Convert part of the records below into a Markdown table with the columns Row and Text, where Row numbers each line in order and Text holds that line, omitting blank lines. Begin at the line that has "Target: crumb of seasoning on plate" and stop after the final line of the records.
::: Material for this task
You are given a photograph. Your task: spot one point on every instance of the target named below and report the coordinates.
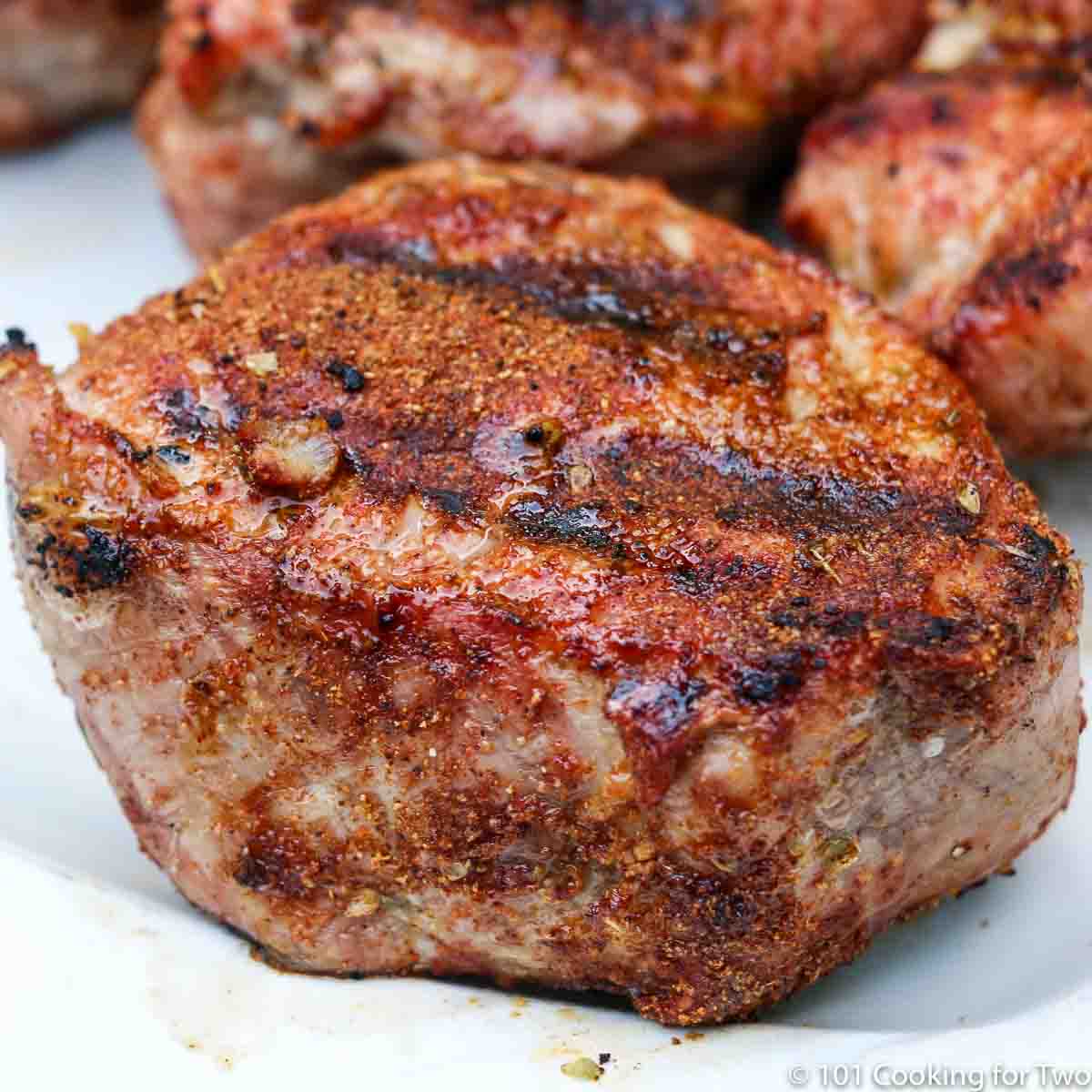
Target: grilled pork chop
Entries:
(512, 572)
(962, 199)
(266, 105)
(65, 60)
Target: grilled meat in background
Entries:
(960, 195)
(63, 61)
(262, 106)
(507, 571)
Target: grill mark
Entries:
(620, 296)
(648, 300)
(604, 15)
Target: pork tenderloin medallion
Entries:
(66, 60)
(961, 196)
(512, 572)
(265, 105)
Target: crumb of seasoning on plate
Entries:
(582, 1069)
(261, 364)
(81, 332)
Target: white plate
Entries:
(110, 976)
::::::
Answer to this exercise:
| Row | Text |
|---|---|
| 1 | Target: crumb of seasoning on plate |
| 2 | Entries: |
| 3 | (582, 1069) |
| 4 | (261, 364) |
| 5 | (81, 332) |
| 6 | Target: white plate |
| 7 | Entries: |
| 8 | (110, 976) |